→ **AIM OF THE TASK**:
Where the listing below has a line with "Task: pick out the watermark logo.", write out exactly that line and every line after it, stopping after the line with "Task: pick out the firefighter".

(Beginning of THE DATA)

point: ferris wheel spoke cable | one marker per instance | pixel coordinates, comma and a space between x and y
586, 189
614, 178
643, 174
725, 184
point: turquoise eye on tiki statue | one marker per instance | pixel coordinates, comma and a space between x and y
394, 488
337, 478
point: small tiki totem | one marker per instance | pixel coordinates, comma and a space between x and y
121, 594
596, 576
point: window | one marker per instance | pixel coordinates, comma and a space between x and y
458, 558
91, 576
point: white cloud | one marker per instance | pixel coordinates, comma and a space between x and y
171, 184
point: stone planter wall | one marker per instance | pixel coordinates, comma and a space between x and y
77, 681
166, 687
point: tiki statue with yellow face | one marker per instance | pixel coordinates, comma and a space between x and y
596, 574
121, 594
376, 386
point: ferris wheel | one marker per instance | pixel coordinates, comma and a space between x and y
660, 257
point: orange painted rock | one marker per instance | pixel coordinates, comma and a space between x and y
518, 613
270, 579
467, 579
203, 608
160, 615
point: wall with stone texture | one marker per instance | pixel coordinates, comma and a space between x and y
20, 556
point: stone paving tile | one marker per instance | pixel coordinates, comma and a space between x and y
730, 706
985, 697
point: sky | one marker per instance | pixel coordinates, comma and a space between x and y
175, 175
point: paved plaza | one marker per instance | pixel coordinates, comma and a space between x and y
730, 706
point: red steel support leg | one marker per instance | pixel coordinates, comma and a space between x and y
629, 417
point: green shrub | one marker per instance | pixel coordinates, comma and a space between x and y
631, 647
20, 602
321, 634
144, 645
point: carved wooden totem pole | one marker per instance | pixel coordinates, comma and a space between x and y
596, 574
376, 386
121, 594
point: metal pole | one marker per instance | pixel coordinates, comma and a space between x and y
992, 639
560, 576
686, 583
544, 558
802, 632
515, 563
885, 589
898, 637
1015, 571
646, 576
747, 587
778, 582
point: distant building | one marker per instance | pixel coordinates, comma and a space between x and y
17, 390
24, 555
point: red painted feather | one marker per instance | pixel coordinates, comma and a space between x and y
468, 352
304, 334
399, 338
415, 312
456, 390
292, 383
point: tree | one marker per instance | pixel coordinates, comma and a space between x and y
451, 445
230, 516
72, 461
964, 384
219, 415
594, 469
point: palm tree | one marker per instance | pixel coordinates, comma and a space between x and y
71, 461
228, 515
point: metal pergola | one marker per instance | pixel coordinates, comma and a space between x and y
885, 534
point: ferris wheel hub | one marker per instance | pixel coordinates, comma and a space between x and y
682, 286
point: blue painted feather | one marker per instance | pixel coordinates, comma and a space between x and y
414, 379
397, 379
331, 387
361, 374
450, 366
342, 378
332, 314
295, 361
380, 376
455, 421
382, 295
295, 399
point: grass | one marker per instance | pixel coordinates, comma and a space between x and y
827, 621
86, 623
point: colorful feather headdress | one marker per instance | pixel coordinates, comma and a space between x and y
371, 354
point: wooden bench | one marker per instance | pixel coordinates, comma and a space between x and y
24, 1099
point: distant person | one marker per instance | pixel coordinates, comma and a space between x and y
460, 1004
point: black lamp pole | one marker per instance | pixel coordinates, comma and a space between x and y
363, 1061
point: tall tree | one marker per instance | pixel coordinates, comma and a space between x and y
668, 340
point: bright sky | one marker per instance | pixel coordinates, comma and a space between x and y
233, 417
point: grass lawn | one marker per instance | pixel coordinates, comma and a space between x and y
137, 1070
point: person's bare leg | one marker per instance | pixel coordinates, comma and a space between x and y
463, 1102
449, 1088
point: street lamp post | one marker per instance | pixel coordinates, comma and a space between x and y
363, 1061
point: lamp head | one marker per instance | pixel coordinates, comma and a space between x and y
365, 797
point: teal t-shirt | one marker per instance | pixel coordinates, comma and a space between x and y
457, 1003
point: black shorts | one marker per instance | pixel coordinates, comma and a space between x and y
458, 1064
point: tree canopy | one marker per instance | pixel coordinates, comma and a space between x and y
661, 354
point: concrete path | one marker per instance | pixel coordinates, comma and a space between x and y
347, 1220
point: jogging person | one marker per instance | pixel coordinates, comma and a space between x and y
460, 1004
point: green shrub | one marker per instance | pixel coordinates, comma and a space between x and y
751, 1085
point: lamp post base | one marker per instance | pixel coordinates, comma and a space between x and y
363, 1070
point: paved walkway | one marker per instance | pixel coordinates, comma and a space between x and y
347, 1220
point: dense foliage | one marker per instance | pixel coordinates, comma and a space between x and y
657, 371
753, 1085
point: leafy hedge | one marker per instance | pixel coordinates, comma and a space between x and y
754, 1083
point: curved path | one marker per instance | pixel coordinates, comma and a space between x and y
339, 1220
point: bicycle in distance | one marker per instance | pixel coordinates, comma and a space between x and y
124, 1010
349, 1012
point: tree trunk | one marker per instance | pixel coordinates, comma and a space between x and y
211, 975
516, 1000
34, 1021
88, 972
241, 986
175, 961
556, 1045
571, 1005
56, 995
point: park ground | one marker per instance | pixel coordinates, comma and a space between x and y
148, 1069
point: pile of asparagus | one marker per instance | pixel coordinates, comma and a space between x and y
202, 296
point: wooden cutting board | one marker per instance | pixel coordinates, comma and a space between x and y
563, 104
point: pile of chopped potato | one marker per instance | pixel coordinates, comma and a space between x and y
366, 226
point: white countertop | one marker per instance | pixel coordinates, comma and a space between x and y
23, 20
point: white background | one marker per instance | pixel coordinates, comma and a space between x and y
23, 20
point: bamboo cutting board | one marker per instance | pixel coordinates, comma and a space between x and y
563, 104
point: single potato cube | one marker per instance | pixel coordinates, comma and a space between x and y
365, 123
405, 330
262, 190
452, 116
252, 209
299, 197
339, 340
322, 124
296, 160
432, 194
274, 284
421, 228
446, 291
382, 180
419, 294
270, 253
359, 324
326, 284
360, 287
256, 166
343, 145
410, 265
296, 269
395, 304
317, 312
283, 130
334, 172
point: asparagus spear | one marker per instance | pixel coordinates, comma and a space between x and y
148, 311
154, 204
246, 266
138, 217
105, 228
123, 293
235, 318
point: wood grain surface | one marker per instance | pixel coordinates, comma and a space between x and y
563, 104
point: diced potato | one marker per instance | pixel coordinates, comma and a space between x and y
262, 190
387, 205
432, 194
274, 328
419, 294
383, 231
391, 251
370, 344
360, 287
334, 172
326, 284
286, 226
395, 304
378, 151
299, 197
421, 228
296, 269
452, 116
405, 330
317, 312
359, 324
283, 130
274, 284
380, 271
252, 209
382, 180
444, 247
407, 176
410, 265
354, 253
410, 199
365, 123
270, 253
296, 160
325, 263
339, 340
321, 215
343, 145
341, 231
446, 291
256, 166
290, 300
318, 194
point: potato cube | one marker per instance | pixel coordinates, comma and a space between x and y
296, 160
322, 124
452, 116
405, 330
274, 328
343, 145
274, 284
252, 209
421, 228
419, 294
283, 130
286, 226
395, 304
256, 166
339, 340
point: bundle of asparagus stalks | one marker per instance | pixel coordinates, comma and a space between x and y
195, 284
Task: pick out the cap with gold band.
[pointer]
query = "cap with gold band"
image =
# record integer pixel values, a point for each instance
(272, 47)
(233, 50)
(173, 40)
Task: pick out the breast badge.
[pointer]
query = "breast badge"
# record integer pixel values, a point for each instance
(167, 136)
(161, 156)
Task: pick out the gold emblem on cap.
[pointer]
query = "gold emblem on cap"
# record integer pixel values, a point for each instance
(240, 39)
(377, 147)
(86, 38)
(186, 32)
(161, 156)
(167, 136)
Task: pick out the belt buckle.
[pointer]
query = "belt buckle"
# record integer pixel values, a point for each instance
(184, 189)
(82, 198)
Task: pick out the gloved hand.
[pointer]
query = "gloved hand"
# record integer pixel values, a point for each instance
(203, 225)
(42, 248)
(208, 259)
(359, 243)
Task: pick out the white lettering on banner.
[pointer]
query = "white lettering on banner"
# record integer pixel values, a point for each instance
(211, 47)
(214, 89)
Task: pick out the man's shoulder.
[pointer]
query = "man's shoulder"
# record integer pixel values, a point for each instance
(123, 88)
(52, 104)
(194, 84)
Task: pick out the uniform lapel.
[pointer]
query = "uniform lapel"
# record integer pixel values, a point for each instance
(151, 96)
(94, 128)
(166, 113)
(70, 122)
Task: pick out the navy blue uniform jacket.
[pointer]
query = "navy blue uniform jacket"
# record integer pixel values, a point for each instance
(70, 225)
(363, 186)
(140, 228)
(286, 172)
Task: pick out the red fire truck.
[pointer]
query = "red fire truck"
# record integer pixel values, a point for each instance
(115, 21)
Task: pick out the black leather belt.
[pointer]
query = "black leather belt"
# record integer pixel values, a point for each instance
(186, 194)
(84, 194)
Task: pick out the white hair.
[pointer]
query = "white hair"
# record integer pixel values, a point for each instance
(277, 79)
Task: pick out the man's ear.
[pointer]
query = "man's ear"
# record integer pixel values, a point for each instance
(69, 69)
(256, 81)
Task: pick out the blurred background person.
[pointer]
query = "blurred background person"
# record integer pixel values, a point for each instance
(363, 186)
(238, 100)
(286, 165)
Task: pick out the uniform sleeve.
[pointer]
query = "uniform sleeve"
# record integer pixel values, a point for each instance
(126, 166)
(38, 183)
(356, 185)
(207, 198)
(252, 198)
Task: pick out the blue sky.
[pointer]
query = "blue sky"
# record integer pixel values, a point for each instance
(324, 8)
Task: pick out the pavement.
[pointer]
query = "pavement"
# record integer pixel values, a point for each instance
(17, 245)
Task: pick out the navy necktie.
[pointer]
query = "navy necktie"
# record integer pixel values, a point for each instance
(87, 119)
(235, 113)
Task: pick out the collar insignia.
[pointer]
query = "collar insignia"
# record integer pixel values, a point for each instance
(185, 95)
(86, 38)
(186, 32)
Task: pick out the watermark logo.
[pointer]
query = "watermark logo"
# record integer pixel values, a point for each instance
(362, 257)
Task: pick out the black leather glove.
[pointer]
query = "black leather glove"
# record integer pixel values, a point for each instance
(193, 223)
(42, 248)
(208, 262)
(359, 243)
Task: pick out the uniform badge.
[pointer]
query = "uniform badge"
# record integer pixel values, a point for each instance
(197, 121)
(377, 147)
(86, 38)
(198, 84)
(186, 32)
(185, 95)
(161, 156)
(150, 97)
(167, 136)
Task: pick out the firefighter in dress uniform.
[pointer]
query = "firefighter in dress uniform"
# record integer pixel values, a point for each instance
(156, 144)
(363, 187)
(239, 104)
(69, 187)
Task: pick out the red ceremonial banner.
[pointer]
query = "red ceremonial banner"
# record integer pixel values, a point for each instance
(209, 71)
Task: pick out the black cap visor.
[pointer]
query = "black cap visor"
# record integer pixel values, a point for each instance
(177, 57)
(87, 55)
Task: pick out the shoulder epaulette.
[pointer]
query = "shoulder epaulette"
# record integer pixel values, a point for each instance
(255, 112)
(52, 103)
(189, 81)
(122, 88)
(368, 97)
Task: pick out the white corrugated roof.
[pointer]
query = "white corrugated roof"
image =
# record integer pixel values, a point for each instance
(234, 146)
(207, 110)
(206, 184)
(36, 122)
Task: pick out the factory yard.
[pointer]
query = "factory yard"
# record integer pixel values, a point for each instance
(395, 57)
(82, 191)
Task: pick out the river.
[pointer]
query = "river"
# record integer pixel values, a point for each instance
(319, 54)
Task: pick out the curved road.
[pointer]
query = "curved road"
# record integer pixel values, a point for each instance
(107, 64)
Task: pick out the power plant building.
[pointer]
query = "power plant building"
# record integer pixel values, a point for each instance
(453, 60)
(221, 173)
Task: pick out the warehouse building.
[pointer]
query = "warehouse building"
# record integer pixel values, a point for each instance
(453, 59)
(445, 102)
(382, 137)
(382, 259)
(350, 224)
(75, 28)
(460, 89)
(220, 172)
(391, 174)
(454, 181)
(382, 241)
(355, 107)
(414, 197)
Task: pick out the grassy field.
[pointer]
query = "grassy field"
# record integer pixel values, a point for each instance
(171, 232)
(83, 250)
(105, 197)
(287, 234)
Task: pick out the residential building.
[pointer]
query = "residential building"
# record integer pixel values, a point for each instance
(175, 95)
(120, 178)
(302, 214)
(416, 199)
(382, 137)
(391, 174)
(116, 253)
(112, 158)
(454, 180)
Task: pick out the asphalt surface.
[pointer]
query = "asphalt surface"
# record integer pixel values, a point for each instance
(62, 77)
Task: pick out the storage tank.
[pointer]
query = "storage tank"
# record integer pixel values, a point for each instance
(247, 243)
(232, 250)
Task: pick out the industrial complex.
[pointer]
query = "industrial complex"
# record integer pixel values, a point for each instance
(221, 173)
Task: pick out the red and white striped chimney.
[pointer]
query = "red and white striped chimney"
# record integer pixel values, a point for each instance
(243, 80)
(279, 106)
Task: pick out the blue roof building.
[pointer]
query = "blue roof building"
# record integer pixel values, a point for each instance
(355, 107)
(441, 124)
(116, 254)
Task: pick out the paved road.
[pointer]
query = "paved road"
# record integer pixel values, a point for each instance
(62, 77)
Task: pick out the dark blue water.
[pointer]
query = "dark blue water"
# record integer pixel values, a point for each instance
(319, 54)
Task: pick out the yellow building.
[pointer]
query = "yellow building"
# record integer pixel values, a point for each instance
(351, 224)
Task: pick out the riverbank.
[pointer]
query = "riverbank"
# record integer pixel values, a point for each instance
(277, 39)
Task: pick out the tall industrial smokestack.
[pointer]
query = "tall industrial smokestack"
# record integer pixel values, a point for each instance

(End of THE DATA)

→ **EXERCISE SOLUTION**:
Task: pick out the watermark logo.
[pointer]
query = "watermark logo"
# record integer pixel values, a point for each instance
(362, 257)
Task: pick out the black leather glove.
[pointer]
query = "black leather glove"
# record integer pixel values, a point for each instance
(193, 223)
(42, 248)
(208, 262)
(359, 243)
Task: pick out the uniform badge.
[pointer]
query = "uniform badge"
# record integer pixel values, a point for each instance
(197, 121)
(377, 147)
(86, 38)
(198, 84)
(186, 32)
(185, 95)
(161, 156)
(150, 97)
(167, 136)
Task: pick out the firefighter in dress uniform.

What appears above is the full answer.